[Dataset rows]

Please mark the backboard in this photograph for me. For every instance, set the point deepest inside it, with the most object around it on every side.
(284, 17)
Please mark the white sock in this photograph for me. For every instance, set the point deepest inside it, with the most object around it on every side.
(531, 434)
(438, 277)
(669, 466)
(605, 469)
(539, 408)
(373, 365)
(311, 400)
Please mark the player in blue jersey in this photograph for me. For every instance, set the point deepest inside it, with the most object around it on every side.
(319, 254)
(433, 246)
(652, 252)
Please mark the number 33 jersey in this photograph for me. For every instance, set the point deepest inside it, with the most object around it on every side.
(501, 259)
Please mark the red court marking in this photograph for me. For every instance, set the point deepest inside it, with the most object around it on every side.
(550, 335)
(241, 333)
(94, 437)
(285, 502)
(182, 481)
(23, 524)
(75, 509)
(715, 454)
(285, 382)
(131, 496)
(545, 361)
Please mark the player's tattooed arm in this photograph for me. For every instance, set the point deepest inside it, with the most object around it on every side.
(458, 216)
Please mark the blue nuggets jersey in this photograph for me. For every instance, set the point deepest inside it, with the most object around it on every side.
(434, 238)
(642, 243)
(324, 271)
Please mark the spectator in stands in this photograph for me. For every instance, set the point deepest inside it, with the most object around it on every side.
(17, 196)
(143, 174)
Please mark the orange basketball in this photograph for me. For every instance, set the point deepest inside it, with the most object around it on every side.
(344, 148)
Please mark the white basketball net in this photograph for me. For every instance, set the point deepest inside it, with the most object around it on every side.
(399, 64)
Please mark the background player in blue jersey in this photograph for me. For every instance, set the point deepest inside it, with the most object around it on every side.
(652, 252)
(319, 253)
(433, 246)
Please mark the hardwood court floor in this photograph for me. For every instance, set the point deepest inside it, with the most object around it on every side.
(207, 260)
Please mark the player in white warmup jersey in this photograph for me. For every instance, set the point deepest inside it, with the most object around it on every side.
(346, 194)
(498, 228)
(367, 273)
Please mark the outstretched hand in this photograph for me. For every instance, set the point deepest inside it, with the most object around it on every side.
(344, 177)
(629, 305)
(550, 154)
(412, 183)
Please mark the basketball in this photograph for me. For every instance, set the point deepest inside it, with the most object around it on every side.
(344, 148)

**PROBLEM DESCRIPTION**:
Lay out the rows from the line containing "Please mark the basketball" through the end of the rows, both ends included, as a JSON list of strings with one string per line and blank lines left out.

**RESULT BELOW**:
[
  "Please mark the basketball in this photograph for me. For every instance, set the point deepest inside it, with the most object around it on every side.",
  "(344, 148)"
]